▶ [Tujuan tugas A]
Hitunglah jumlah baris data di bawah yang memuat kata "door", dengan membedakan huruf besar dan huruf kecil. Tuliskan angkanya saja.

#### Kutipan dokumen ####

KETUHANAN AGAMA SHINTO (3)




Konsep Ketuhanan
Dewa Matahari atau Amaterasu Omikami adalah bagian yang paling menarik karena paling banyak disebut dalam pembahasan tentang agama Shinto namun nyaris tidak mudah “ditemukan” dalam situasi riil. Perwujudan dewa ini bisa ditemukan dalam sejumlah buku ataupun lukisan kuno namun tidak akan kita temukan di setiap kuil Shinto. Menariknya agama ini tidak mengenal tradisi pemujaan patung, jadi altar utama kuil tidak akan ditemukan gambar ataupun arca apapun apalagi gambar dewa Matahari. Satu satunya kuil yang  khusus dibangun untuk menghormati dewa ini hanyalah kuil Ise Jingu  yang  merupakan kuil milik keluarga kerajaan.
Hubungan antara Kami dengan manusia menurut konsep Shinto juga cukup unik. Tuhan hidup di laut, sungai, sawah dll atau dengan kata lain hidup tidak jauh dari kehidupan mereka sehari hari. Jadi Tuhan bagi mereka adalah bagian dari kehidupan yang tidak terpisahkan. Mikoshi  atau Dashi misalnya sebagai perwujudan dari kereta bagi Kami, yang digotong beramai ramai selama festival di kuil mungkin adalah salah satu contoh menarik. Simbul Tuhan atau “Kereta Tuhan” ini tidaklah diarak dengan hormat dan khidmad namun diguncang guncangkan, dibenturkan, dibenamkan ke laut serta dinaiki beramai ramai bahkan diduduki pada bagian atapnya oleh beberapa orang selama proses prosesi.

#### Data masukan ####

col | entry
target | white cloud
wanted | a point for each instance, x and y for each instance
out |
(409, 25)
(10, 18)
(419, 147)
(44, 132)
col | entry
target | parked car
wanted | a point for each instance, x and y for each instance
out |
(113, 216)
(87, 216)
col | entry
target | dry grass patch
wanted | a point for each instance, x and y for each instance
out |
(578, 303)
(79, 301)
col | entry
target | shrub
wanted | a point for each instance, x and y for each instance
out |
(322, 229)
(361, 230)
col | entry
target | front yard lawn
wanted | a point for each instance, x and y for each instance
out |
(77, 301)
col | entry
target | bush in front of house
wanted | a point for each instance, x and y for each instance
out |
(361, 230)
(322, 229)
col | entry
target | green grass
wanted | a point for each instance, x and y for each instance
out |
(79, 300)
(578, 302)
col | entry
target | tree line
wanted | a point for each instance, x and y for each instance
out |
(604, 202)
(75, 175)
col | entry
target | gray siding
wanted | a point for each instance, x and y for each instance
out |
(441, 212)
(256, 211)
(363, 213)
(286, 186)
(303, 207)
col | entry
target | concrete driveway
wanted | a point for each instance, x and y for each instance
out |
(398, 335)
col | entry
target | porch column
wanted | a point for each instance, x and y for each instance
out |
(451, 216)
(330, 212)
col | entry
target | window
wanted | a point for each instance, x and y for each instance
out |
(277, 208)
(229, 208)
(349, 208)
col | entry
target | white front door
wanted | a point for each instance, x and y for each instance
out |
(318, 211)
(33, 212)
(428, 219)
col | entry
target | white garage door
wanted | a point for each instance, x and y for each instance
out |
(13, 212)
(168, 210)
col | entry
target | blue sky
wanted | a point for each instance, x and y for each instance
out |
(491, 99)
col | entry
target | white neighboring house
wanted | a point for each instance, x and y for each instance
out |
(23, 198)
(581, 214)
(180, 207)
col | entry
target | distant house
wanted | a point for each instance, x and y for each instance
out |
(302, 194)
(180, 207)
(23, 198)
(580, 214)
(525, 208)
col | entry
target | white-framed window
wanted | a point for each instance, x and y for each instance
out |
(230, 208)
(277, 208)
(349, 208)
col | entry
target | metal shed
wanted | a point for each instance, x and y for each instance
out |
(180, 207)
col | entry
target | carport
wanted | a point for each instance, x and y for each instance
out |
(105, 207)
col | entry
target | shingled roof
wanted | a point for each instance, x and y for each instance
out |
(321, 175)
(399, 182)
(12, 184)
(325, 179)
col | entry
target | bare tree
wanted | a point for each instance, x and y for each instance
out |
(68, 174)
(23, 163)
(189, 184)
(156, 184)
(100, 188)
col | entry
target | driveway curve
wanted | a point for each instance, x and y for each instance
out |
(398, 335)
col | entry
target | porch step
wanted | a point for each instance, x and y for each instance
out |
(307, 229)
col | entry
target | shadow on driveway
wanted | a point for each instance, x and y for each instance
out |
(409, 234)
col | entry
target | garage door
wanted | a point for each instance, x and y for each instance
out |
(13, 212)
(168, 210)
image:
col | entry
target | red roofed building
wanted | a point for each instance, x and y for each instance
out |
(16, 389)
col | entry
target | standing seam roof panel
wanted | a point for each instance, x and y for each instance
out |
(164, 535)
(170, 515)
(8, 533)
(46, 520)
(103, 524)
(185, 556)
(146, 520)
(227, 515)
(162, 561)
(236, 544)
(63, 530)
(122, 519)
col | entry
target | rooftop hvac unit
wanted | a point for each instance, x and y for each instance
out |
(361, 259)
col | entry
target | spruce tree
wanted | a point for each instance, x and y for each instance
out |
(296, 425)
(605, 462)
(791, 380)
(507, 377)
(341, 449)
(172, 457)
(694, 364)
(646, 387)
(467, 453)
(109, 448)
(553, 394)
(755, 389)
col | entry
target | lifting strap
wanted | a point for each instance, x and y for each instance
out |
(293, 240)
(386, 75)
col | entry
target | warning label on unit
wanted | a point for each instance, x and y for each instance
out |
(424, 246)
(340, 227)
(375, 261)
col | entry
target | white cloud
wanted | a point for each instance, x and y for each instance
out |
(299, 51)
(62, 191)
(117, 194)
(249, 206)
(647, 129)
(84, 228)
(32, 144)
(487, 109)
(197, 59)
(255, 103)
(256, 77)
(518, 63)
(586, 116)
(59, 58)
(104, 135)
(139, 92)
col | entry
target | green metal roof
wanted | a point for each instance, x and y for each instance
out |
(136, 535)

####

▶ [Tujuan tugas B]
Lanjutkan teks tentang konsep ketuhanan dalam agama Shinto di atas, mulai dari kalimat terakhirnya.

▶ [Jawaban tertulis A]
3

▶ [Jawaban tertulis B]
Dewa-dewa dalam agama Shinto jumlahnya tidak terbatas, bahkan senantiasa bertambah, hal ini diungkapkan dalam istilah “Yao-Yarozuno Kami” yang berarti “delapan miliun dewa”. Menurut agama Shinto kepercayaan terhadap dewa yang tak terbatas tersebut justru dianggap mempunyai pengertian yang positif. Sebuah angka yang besar berarti menunjukkan bahwa para dewa itu memiliki sifat yang agung, maha sempurna, maha suci dan maha murah Disamping mempercayai adanya dewa-dewa yang memberi kesejahteraan hidup, mereka juga mempercayai adanya kekuatan gaib yang mencelakakan, yakni hantu roh-roh jahat yang disebut dengan Aragami yang berarti roh yang ganas dan jahat. Jadi dalam Shintoisme ada pengertian kekuatan gaib yang dualistis yang satu sama lain saling berlawanan yakni “Kami” versus Aragami (Dewi melawan roh jahat).


Ada tiga hal yang terdapat dalam konsepsi kedewaan agama Shinto, yaitu :
  1. Dewa-dewa yang pada umumnya merupakan personifikasi dari gejala-gejala alam itu dianggap dapat mendengar, melihat dan sebagainya sehingga harus dipuja secara langsung.
  2. Dewa-dewa tersebut dapat terjadi (penjelmaan) dari roh manusia yang sudah meninggal.
  3. Dewa-dewa tersebut dianggap mempunyai spirit  yang  berdiam di tempat-tempat suci di bumi dan mempengaruhi kehidupan manusia.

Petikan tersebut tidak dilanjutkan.